Exercise brief
A word-for-word copy of the entries, with images excluded, is the expected answer.

[Data items]
-=-=-=-=-
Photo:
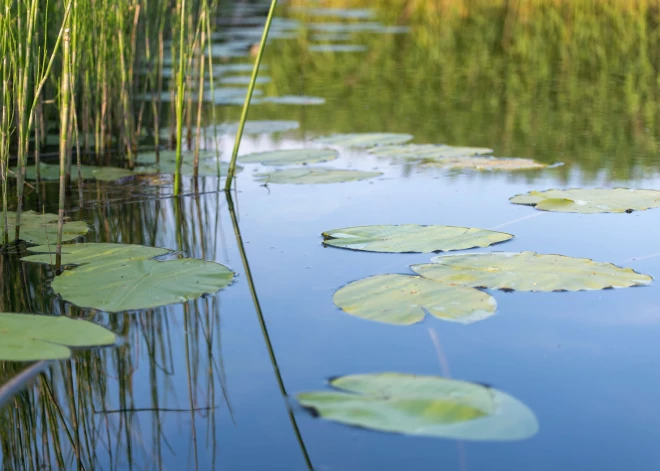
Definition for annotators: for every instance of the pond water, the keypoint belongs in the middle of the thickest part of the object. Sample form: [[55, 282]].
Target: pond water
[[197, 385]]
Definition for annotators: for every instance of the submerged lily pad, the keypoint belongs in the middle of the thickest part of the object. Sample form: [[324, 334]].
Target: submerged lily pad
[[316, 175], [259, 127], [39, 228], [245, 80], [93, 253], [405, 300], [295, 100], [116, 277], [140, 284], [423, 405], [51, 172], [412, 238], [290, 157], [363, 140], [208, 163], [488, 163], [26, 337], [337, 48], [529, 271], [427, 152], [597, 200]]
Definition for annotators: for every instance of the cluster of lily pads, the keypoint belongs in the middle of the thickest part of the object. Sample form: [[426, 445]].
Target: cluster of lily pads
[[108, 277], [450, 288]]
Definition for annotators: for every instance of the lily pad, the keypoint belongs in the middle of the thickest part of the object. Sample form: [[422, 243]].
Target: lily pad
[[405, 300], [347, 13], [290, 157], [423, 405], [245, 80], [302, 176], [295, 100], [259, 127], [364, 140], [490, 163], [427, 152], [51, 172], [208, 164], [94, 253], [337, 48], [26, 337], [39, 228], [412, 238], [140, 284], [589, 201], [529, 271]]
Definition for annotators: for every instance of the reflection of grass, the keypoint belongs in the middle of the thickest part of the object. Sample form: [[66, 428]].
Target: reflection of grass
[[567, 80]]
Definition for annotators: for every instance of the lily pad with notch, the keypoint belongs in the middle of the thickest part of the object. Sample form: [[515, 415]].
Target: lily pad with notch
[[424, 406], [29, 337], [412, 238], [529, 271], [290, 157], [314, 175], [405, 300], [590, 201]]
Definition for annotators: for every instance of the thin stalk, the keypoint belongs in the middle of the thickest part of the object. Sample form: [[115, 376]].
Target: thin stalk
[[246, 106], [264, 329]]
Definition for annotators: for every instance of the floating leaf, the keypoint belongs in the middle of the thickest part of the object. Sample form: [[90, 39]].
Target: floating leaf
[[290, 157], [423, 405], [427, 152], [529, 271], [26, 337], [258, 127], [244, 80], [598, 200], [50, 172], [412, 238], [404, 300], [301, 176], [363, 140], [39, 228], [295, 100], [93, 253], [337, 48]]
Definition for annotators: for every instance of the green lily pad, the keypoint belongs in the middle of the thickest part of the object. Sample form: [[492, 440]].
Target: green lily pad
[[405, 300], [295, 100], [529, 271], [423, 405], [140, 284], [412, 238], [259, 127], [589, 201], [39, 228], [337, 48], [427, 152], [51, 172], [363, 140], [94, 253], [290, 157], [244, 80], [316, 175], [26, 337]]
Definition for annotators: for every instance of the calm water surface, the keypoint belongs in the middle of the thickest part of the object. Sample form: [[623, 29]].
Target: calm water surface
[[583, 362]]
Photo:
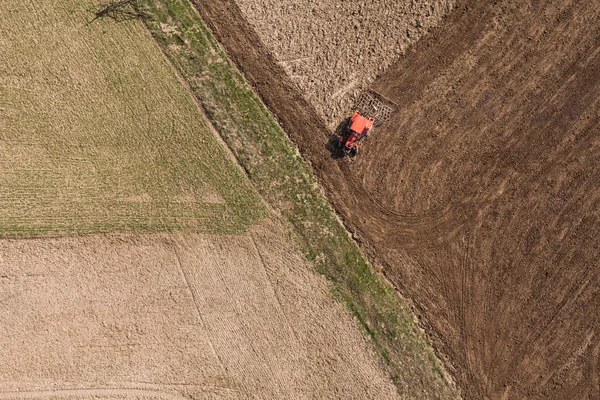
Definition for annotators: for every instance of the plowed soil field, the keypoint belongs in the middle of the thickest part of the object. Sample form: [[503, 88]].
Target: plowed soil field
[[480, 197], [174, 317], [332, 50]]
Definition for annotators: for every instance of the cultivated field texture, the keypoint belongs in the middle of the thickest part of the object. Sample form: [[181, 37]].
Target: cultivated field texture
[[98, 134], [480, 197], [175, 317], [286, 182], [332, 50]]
-=-=-=-=-
Solution to the problem
Photo:
Definition for annotators: for every instance of the pond water, the keypoint belongs in the middle of the thickest part of the object. Sample form: [[55, 282]].
Target: pond water
[[197, 385]]
Definition for annotators: for every instance of the submerged lily pad, the keypoint belongs in the middle of the thickest part of the object. Sample form: [[324, 334]].
Target: submerged lily pad
[[316, 175], [259, 127], [39, 228], [245, 80], [93, 253], [405, 300], [295, 100], [116, 277], [140, 284], [423, 405], [51, 172], [412, 238], [290, 157], [363, 140], [208, 163], [488, 163], [26, 337], [337, 48], [529, 271], [427, 152], [597, 200]]
Definition for annotators: for every instance of the cluster of lily pads, the keypoint belongs in the middle of the thickest part of the object. Sample form: [[426, 445]].
Target: cluster of lily pads
[[108, 277], [450, 288]]
Definition for annotators: for every instance of the lily pad, the keypoint belongs in the middle of the thickest part of the object. Sample form: [[422, 243]].
Target: lily pad
[[405, 300], [347, 13], [290, 157], [423, 405], [245, 80], [302, 176], [295, 100], [259, 127], [364, 140], [490, 163], [427, 152], [51, 172], [208, 164], [94, 253], [337, 48], [26, 337], [39, 228], [412, 238], [140, 284], [589, 201], [529, 271]]
Definition for annotators: for every instance of the reflection of grass, the keypoint belongs in the middle of the thickest part of the object. Sample form: [[66, 428]].
Target: reflection of grass
[[567, 80]]
Definition for annotators: for every instance of the lily pad with notch, the keypoint belongs in the middle of the thickest part of the object. Sample form: [[515, 415]].
Target: lily pad with notch
[[424, 406], [29, 337], [412, 238], [529, 271], [290, 157], [314, 175], [405, 300], [590, 201]]
Definition for annotators: for every instance of the thin stalk, the keypoint belongs in the middle of the thickest part of the object. Sample form: [[115, 376]].
Target: thin stalk
[[246, 106], [264, 329]]
Definition for annotators: for every instance of the floating leaf, the keypoint belongs in the middle of the thickest part of the object. Sample form: [[90, 39]].
Target: floating leaf
[[290, 157], [423, 405], [427, 152], [529, 271], [26, 337], [258, 127], [244, 80], [598, 200], [50, 172], [412, 238], [404, 300], [301, 176], [363, 140], [39, 228], [295, 100], [93, 253], [337, 48]]
Definition for annotators: for every instance of the green lily pad, the keypoint belongs in the middle of the thickest part of the object. Sample form: [[492, 440]].
Target: green lily pad
[[405, 300], [295, 100], [529, 271], [423, 405], [140, 284], [412, 238], [259, 127], [589, 201], [39, 228], [337, 48], [427, 152], [51, 172], [363, 140], [94, 253], [290, 157], [244, 80], [316, 175], [26, 337]]
Definition for annotators: for every instance of the calm water surface, the keypoint belongs in the middle of the thickest part of the object. Sample form: [[623, 29]].
Target: calm water surface
[[583, 362]]
Photo:
Definition for annotators: for every instance of the plowed soil field, the keypoint belongs in the middle of the thickest part of the object. Sample form: [[503, 88]].
Target: plowed soil field
[[480, 197], [174, 317], [332, 50]]
Definition for annotators: for every instance of the cultivated field texture, the keypoint belongs in the middle of the thickest part of the object. Sample form: [[181, 37]].
Target: cultivated field texture
[[98, 134], [480, 197], [175, 317], [286, 182], [332, 50]]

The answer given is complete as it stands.